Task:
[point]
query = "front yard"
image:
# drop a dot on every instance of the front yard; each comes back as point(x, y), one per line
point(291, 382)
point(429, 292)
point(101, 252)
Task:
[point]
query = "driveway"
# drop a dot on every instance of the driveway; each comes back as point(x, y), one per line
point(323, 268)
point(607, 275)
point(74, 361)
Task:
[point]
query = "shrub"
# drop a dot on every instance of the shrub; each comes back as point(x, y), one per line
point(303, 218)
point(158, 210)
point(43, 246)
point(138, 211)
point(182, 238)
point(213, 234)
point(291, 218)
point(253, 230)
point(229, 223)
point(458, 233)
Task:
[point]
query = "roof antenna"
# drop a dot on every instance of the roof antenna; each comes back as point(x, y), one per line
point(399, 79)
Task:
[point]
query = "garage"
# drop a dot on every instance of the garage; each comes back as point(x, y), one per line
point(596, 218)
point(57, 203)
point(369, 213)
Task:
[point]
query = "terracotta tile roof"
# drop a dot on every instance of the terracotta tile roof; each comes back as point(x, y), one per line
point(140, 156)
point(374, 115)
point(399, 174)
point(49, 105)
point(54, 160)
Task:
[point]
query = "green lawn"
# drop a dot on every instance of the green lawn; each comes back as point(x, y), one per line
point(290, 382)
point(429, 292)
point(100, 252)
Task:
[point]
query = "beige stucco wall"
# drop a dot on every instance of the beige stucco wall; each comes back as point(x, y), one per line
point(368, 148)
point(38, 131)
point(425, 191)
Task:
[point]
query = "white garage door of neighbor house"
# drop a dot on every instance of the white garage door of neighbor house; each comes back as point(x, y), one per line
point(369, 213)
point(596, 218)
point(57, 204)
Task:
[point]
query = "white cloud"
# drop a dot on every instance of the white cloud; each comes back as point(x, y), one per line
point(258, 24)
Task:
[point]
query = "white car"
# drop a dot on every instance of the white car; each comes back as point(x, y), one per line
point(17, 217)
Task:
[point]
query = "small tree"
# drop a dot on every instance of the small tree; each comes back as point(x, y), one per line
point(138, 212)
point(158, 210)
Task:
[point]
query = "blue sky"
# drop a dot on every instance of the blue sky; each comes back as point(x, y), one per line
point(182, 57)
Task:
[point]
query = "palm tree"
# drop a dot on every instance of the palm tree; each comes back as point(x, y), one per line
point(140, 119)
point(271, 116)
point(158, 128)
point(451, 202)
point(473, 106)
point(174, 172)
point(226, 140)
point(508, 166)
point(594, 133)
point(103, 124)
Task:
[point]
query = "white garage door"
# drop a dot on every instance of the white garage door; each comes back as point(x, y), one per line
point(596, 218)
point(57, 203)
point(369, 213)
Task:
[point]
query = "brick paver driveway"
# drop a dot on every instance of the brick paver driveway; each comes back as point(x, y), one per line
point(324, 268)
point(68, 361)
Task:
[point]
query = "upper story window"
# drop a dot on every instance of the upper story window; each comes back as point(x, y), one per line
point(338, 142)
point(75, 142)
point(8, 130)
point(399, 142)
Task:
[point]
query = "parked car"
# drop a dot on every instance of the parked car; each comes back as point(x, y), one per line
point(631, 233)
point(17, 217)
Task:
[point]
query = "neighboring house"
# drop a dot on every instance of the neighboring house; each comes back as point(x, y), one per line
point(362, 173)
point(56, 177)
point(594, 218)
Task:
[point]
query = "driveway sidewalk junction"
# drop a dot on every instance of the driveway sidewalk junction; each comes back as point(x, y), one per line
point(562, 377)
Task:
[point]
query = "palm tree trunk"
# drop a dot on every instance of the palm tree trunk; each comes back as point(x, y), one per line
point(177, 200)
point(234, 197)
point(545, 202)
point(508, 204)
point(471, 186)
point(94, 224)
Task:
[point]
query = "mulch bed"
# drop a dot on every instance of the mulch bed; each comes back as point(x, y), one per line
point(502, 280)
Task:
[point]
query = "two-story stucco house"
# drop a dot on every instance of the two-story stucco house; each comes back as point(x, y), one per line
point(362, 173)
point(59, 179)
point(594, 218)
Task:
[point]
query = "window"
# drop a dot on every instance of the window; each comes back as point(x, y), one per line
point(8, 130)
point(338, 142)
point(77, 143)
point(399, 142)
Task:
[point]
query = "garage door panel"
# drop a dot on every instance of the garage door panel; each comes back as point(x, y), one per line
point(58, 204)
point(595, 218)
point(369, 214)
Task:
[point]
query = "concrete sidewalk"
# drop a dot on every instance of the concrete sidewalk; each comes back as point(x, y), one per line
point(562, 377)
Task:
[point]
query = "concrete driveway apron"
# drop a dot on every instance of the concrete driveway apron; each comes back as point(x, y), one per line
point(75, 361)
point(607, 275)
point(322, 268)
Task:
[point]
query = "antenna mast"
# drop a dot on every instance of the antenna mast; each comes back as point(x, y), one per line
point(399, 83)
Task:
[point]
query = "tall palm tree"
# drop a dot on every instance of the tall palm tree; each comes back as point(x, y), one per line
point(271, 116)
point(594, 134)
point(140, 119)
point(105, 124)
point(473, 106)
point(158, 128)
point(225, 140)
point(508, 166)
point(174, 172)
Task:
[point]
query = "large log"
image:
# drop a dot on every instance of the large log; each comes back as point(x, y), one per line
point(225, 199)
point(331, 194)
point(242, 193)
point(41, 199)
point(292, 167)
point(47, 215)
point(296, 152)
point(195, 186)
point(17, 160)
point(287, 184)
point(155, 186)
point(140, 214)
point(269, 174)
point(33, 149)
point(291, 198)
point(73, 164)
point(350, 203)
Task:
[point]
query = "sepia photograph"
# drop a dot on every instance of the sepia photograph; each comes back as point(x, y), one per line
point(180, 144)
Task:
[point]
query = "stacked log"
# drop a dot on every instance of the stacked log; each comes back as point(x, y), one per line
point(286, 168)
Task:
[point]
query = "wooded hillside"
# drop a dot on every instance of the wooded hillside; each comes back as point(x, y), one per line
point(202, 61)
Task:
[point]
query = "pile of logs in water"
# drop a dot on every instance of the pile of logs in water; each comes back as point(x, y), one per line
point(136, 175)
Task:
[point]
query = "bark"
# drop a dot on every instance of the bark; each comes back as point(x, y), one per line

---

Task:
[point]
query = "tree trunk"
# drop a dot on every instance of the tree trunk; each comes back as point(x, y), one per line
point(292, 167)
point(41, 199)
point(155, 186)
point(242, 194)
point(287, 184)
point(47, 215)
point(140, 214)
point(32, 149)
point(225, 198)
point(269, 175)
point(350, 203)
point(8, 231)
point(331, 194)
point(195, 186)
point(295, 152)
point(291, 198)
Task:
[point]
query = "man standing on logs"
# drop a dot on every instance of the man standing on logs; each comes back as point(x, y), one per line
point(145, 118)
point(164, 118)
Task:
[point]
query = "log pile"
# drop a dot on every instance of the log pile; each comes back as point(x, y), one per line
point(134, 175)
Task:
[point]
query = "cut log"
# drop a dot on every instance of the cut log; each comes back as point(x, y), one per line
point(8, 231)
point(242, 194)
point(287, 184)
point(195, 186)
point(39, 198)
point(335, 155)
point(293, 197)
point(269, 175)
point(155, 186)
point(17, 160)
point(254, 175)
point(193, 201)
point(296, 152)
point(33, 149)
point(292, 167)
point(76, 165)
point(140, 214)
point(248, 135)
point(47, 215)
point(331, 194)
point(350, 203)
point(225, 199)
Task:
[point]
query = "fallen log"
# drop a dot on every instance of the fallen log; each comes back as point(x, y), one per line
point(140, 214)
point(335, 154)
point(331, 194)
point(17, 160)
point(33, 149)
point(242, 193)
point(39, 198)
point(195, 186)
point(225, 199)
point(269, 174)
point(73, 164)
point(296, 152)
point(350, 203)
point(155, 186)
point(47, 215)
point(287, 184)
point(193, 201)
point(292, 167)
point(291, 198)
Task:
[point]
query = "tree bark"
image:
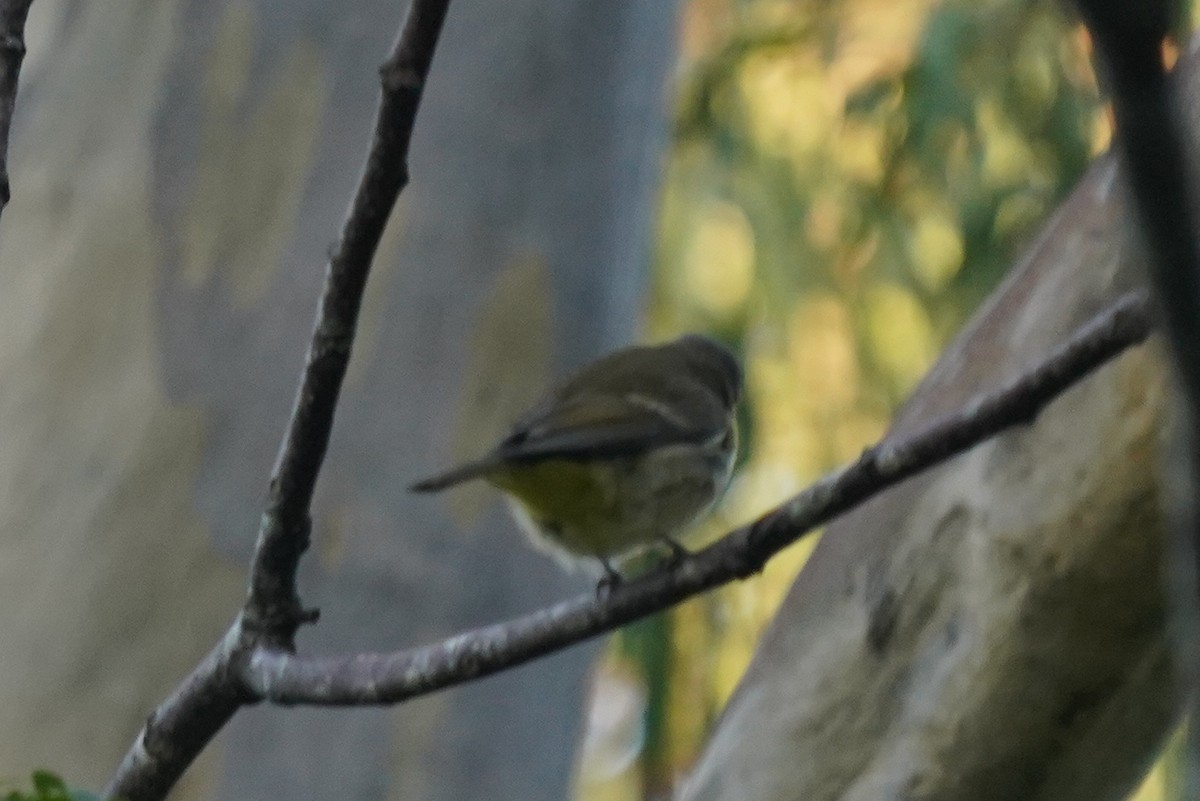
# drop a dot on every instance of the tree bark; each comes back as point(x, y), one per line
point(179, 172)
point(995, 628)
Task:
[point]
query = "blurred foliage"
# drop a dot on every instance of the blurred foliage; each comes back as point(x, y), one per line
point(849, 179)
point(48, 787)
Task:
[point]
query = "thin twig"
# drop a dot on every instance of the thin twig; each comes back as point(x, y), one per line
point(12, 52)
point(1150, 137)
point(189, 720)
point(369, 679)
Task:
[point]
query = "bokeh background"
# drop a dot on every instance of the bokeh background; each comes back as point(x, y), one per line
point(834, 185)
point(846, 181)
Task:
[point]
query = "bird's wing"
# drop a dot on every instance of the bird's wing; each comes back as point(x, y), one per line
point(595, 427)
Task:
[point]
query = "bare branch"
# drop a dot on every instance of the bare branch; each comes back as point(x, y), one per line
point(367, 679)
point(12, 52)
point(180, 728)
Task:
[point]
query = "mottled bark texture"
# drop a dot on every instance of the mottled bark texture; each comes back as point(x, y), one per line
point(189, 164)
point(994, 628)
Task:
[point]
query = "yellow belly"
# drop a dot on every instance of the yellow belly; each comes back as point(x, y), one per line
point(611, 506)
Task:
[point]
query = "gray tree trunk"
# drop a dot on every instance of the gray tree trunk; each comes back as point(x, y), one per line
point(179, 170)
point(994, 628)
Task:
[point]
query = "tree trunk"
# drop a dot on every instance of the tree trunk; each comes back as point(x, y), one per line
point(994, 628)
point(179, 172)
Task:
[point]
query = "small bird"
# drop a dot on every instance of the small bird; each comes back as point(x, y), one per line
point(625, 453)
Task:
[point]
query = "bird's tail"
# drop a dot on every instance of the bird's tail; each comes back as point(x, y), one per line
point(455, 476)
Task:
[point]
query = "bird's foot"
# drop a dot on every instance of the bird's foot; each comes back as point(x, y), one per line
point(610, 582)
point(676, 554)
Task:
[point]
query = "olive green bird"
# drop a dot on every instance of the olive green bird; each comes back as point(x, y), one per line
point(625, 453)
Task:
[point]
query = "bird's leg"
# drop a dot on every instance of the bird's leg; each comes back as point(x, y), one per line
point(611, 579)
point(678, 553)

_DIRECTIVE_
List every line above that contains the string "parked", copying each such line in full. Matching is case-sensitive.

_TASK ANSWER_
query = "parked car"
# drop a dot on every instance of the parked car; each comes back as point(x, y), one per line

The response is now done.